*Page text*.
╔══
My Life as a Ghost

Illustration by Sam Kalda

On haunting other people’s stories.

Nick Lyons


For several years, nearly four decades ago, I wrote books for others. Each had a story to tell but no way to bring it to print. The first came to me by chance. A neighbor, who wrote professionally and knew I was an editor, confided that she had blocked stone cold on a lucrative book assignment. She was two years overdue on her contract and had submitted 30 pages of her book to Arthur, her editor and publisher, each page repeating the same first page.

Arthur was not pleased. I had known him well when we worked together at Crown Publishers. He was a king-maker. He’d found and edited four bestsellers. My neighbor showed me a blistering letter from him, severe and formal, indicating that if her manuscript did not arrive within five weeks, he would apply all manner of sanctions and thumb-screws, short of water-boarding, to get his advanced monies back. The writer of course froze several degrees more.

I held hurried negotiations with her agent, and full of trepidation I signed on for the job, to receive the remainder of the large advance, half of all royalties, and no credit for my work.

I had never played ghost, but with four young children and my wife a committed painter who did not yet sell her work, I was desperate. I’d begged an extra week or two to pay the rent. At a recent family dinner our waiter had firmly informed me that American Express demanded he destroy my credit card. He did so loudly.

I wrote the book, about the mother of a famous politician, in a few days more than five weeks, and it managed to squeeze onto the bestseller list.
╚══
*To do*. Duplicate the portion of the essay on ghostwriting starting at "I held hurried" and ending at "did so loudly.".

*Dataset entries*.
╔══
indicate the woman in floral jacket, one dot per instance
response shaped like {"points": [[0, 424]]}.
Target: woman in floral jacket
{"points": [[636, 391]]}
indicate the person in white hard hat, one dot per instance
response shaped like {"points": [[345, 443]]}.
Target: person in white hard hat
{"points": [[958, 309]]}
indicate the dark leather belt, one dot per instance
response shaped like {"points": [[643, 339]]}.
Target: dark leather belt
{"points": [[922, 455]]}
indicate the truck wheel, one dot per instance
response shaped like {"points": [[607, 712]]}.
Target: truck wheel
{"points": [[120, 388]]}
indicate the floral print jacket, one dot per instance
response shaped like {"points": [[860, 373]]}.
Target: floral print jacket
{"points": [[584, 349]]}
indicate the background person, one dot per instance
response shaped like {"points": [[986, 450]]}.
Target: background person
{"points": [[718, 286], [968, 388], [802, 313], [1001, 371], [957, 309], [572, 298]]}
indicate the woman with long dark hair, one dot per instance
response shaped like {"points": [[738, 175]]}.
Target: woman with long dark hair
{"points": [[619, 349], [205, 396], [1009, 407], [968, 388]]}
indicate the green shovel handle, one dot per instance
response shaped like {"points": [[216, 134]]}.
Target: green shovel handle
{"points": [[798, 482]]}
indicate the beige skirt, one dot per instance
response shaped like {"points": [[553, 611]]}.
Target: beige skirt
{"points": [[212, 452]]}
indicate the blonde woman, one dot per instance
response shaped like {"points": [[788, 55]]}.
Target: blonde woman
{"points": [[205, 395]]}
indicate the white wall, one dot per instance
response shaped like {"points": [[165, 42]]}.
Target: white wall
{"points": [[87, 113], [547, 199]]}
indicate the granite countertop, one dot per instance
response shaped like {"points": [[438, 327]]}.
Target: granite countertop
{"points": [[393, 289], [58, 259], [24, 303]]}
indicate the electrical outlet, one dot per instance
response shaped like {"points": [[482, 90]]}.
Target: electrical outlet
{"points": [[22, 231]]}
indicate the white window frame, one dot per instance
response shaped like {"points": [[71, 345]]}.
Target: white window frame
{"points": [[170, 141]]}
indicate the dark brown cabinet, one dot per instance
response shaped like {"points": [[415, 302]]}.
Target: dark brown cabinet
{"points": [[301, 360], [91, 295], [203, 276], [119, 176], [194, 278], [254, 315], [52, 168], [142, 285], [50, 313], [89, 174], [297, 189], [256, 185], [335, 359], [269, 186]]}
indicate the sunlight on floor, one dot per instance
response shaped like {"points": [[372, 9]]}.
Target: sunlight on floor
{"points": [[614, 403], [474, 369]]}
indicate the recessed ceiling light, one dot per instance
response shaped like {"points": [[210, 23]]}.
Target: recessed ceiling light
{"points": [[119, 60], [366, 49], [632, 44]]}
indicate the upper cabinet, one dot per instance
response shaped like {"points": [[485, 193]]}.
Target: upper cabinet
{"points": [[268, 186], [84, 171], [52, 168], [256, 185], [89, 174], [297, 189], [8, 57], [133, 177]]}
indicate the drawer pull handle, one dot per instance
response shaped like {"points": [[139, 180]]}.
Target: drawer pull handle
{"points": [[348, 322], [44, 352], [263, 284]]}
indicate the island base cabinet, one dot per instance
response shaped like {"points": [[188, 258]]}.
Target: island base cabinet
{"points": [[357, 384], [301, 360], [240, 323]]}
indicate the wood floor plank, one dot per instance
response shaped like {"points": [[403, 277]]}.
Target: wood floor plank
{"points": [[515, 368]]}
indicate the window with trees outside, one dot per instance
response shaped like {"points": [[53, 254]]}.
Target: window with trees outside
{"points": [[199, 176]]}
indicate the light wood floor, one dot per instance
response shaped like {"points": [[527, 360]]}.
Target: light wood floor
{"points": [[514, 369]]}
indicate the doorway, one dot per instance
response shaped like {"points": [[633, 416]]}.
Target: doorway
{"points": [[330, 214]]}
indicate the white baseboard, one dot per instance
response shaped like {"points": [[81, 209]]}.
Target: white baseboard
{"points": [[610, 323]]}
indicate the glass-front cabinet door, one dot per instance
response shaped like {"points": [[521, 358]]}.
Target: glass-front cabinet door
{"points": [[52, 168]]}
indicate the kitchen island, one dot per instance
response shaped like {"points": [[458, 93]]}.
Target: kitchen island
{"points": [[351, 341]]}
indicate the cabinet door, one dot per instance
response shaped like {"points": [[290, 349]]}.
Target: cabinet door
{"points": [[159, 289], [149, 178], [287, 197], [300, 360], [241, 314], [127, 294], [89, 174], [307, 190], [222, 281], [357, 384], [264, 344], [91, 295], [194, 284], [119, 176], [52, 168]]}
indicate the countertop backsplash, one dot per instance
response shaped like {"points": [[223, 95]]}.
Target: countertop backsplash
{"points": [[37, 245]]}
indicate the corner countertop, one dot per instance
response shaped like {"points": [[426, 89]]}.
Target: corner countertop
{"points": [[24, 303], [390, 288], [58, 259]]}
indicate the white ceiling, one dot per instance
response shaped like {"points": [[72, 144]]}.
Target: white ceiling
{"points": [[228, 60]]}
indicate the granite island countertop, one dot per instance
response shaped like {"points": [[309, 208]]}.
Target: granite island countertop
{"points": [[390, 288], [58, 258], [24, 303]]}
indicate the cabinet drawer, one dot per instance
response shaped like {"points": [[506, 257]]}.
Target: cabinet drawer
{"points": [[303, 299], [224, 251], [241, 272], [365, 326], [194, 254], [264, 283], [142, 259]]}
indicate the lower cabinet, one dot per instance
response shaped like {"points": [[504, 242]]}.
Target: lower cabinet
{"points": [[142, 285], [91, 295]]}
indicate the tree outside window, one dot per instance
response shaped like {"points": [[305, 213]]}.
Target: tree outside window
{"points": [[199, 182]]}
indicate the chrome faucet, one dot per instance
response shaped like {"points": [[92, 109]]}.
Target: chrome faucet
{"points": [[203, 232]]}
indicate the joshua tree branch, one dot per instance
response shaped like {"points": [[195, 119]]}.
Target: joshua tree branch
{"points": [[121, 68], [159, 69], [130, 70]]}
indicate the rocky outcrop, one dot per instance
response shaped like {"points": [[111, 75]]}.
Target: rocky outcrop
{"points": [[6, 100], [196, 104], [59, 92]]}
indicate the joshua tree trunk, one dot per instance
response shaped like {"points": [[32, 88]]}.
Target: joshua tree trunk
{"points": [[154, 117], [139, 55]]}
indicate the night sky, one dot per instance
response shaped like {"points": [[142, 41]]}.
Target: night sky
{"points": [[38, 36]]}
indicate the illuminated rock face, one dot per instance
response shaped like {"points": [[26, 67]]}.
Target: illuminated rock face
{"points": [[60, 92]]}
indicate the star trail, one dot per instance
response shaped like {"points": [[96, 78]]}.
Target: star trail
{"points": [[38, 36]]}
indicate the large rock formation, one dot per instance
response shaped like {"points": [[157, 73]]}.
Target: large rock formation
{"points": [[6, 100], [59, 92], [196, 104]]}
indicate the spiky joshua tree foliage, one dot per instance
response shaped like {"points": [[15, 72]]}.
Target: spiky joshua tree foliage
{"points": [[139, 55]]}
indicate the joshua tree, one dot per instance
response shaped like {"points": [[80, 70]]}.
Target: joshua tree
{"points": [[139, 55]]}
╚══
*Written answer*.
I held hurried negotiations with her agent, and full of trepidation I signed on for the job, to receive the remainder of the large advance, half of all royalties, and no credit for my work.

I had never played ghost, but with four young children and my wife a committed painter who did not yet sell her work, I was desperate. I’d begged an extra week or two to pay the rent. At a recent family dinner our waiter had firmly informed me that American Express demanded he destroy my credit card. He did so loudly.